→ **Work required**
Beginning at the line that includes "Target: apple blossom" in the entries below, print each line exactly as it appears, through the last one.

━━ Provided data

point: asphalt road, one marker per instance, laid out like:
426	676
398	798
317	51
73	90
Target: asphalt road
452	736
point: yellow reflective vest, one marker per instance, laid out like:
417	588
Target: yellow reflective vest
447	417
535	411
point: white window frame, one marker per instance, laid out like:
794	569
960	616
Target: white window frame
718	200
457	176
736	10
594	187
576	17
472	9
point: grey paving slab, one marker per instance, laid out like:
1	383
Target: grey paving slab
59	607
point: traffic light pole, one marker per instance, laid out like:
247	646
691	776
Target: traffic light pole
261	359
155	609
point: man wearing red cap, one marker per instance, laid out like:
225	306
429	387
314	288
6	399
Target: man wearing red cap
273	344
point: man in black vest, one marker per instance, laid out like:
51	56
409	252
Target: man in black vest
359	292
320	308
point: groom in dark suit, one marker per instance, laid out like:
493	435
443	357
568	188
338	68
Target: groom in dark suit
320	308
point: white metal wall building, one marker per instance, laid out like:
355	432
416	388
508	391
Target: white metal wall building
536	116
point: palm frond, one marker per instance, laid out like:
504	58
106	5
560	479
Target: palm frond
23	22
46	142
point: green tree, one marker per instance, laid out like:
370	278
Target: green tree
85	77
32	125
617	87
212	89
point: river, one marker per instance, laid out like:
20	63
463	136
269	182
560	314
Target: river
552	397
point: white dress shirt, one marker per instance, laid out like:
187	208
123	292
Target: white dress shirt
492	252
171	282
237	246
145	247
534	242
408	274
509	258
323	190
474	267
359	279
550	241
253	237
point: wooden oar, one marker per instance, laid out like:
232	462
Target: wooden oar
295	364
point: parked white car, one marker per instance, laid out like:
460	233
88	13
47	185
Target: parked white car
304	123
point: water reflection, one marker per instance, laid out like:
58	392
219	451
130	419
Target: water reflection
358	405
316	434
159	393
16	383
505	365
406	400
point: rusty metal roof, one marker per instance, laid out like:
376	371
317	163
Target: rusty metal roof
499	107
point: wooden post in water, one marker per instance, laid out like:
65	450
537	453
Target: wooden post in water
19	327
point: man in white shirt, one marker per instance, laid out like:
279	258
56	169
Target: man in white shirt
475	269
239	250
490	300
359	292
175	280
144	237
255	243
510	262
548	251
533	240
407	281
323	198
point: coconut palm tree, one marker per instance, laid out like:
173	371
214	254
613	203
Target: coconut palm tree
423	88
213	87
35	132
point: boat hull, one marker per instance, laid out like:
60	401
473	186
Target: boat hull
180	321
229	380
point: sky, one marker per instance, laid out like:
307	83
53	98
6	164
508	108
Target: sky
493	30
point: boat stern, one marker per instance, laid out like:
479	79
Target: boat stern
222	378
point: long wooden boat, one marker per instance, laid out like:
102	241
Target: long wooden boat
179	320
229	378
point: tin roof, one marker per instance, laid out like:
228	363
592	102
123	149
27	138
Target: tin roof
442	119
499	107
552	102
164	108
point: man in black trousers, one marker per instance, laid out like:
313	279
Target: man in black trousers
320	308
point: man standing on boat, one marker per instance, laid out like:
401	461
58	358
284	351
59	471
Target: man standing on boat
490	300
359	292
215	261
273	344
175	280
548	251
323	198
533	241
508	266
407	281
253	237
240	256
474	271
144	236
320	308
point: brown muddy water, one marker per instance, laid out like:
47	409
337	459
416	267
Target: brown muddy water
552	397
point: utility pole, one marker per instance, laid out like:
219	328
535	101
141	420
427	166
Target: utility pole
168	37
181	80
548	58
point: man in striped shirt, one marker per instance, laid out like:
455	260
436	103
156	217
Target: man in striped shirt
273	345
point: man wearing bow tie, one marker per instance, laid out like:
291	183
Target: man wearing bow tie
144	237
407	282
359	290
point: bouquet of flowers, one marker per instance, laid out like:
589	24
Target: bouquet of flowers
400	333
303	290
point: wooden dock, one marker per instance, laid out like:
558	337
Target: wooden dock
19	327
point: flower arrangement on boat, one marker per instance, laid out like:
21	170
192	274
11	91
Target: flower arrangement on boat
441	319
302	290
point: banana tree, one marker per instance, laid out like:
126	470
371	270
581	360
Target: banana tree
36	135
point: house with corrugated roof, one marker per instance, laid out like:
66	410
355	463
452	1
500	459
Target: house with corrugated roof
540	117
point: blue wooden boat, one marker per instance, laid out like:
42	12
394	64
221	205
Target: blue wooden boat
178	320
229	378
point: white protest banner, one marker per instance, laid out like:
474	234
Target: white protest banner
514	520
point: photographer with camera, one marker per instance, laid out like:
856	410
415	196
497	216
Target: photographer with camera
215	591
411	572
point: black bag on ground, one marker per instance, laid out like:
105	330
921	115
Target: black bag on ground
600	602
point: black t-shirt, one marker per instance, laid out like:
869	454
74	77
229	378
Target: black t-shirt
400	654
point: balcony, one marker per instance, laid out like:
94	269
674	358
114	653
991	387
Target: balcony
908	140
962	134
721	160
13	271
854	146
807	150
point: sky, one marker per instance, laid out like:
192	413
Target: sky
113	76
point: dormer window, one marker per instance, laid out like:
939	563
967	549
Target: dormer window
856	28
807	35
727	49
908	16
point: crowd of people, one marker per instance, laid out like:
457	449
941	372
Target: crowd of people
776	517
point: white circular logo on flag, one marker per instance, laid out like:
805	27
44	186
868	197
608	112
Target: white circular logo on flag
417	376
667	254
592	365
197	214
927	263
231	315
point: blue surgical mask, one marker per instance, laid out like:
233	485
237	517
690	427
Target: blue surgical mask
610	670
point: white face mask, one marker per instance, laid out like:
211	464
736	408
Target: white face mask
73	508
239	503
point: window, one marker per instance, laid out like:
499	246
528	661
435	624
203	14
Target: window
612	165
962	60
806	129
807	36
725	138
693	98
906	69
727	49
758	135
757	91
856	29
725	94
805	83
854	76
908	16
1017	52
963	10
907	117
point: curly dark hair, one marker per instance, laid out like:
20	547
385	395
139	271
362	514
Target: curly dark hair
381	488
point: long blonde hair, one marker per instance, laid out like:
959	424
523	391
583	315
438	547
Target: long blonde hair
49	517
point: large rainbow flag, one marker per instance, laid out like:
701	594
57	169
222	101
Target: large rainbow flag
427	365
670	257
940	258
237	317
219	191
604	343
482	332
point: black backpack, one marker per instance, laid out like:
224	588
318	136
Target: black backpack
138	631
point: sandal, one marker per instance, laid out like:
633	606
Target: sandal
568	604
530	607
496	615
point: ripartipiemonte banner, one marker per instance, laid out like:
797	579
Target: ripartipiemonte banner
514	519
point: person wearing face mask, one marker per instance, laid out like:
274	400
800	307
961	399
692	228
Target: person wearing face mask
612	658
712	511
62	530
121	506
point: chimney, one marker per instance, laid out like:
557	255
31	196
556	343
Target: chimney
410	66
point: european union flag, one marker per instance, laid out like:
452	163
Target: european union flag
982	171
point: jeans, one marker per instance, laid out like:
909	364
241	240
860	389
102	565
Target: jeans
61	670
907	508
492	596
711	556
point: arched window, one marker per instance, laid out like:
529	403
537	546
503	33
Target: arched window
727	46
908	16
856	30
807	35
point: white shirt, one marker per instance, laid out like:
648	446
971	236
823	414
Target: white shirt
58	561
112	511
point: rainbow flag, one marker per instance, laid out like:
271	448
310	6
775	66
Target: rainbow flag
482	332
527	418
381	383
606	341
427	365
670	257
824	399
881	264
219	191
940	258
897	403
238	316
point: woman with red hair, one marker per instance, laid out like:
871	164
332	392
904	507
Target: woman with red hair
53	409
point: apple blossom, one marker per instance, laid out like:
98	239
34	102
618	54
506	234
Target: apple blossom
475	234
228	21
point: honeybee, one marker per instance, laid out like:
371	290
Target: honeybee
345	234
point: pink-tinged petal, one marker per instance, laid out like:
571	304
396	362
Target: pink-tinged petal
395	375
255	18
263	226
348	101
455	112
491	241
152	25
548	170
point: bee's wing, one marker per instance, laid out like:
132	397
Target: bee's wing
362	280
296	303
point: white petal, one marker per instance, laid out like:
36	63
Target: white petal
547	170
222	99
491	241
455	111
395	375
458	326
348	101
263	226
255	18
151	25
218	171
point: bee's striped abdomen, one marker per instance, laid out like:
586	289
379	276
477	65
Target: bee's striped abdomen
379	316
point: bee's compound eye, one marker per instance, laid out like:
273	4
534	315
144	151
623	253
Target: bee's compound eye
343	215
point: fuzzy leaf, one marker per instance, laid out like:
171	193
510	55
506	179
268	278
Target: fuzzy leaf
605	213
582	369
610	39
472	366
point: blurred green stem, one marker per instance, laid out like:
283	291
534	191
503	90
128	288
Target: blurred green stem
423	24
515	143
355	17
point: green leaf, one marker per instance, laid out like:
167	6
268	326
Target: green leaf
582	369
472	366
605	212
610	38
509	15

━━━━

→ **Result**
Target: apple blossom
475	234
228	21
point: honeybee, one marker per instance, laid out like:
371	290
Target: honeybee
345	234
point: pink-tinged petal, one marker per instance, laid out like:
571	304
396	362
Target: pink-tinged petal
395	375
255	18
263	226
348	101
455	112
491	241
152	25
548	170
point: bee's wing, one marker per instance, laid out like:
132	397
Target: bee's wing
362	280
296	303
point: white petal, one marker per instance, laid out like:
36	63
Target: white petal
547	170
222	99
491	241
455	111
395	375
458	326
348	101
263	226
255	18
151	25
218	171
point: bee's striped abdomen, one marker per instance, laid out like:
586	289
379	276
477	65
Target: bee's striped abdomen
379	316
point: bee's compound eye, one marker per instance, laid out like:
273	4
534	315
144	151
623	253
Target: bee's compound eye
343	215
point: fuzzy leaf, one marker per instance, laid out like:
171	193
510	55
506	179
268	278
Target: fuzzy leaf
605	213
582	369
610	39
472	366
point: blurred green stem, one marker per instance, laid out like:
283	291
534	191
503	90
128	288
Target: blurred green stem
423	24
515	143
355	17
point: green leaf, one marker per instance, laid out like:
167	6
268	326
Target: green leaf
582	369
472	366
605	212
610	38
509	15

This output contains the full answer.